Records:
---+---
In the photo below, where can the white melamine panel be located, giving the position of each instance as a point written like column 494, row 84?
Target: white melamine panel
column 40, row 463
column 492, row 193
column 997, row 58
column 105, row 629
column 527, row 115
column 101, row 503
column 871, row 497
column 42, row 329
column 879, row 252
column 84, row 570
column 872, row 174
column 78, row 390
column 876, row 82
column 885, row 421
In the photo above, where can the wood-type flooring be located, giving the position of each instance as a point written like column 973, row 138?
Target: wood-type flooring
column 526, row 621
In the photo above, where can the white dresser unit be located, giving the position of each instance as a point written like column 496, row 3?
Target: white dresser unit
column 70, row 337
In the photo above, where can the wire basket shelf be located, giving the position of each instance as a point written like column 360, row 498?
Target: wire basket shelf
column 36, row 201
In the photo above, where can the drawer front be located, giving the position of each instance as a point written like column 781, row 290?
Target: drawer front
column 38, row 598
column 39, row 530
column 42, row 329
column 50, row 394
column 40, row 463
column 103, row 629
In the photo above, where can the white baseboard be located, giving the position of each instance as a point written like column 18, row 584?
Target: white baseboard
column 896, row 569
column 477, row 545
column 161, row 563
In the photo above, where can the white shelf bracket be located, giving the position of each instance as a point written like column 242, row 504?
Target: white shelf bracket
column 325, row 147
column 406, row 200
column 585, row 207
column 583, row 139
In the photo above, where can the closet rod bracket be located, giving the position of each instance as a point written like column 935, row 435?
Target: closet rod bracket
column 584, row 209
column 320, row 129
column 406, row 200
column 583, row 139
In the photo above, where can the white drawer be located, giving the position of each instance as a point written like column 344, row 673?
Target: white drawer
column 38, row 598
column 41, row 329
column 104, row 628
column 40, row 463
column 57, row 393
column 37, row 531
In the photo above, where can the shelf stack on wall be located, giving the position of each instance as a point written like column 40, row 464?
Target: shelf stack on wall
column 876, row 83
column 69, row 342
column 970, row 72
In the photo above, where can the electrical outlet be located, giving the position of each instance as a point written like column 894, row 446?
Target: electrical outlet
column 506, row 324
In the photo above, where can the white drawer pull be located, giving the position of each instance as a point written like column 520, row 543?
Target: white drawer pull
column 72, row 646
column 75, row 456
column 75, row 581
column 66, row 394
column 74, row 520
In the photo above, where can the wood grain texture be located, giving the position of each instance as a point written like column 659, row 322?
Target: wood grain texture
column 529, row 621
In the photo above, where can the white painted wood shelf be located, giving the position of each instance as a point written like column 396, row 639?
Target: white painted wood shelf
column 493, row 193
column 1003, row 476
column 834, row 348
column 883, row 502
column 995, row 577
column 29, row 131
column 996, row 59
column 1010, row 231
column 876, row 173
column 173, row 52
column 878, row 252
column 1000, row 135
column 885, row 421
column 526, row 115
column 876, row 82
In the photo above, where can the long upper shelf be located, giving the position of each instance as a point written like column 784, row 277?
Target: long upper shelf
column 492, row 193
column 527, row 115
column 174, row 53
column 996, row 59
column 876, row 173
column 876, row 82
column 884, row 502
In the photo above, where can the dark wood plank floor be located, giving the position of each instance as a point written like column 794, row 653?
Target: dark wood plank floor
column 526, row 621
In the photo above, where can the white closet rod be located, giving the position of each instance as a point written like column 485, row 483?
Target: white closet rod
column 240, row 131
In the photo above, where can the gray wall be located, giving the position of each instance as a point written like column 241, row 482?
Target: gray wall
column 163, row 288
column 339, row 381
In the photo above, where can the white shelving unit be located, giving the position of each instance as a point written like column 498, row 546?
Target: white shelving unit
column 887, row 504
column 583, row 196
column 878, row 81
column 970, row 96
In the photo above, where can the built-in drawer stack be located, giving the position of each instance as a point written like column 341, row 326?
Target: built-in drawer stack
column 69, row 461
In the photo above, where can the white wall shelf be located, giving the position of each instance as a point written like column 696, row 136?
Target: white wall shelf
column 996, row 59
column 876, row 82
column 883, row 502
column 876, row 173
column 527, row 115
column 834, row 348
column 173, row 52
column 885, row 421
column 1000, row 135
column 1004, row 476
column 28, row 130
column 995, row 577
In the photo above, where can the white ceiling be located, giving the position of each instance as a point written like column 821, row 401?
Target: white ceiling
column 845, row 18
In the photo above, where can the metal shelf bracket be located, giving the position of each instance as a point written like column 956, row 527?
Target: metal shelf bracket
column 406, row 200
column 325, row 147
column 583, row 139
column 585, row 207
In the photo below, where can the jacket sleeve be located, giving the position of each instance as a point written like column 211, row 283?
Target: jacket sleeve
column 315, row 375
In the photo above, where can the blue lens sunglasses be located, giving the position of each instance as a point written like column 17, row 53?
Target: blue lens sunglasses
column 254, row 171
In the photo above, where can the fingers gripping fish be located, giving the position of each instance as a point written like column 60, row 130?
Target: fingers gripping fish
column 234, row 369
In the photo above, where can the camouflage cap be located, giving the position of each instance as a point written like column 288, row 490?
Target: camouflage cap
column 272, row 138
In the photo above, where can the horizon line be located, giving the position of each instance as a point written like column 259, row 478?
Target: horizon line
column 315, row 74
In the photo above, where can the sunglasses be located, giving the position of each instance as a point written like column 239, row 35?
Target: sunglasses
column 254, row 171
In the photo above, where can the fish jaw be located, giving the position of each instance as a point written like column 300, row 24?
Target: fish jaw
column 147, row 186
---+---
**Problem requirements:**
Write out the records verbatim, starting at the line with "In the photo above, where can the white drawer be" and ending with the line with "column 506, row 324", both of those lines included.

**Full output:**
In the photo above, where can the white drawer be located, giving the position of each instance as a point written like column 344, row 673?
Target: white drawer
column 38, row 598
column 41, row 329
column 104, row 628
column 40, row 463
column 57, row 393
column 37, row 531
In the photo above, where can the shelf stack on wall be located, giving the position of each instance as a point written like column 40, row 464?
Target: shelf stack on wall
column 876, row 83
column 69, row 342
column 970, row 72
In the photo above, where can the electrical outlet be located, giving the position of each instance as a point written like column 894, row 446?
Target: electrical outlet
column 506, row 324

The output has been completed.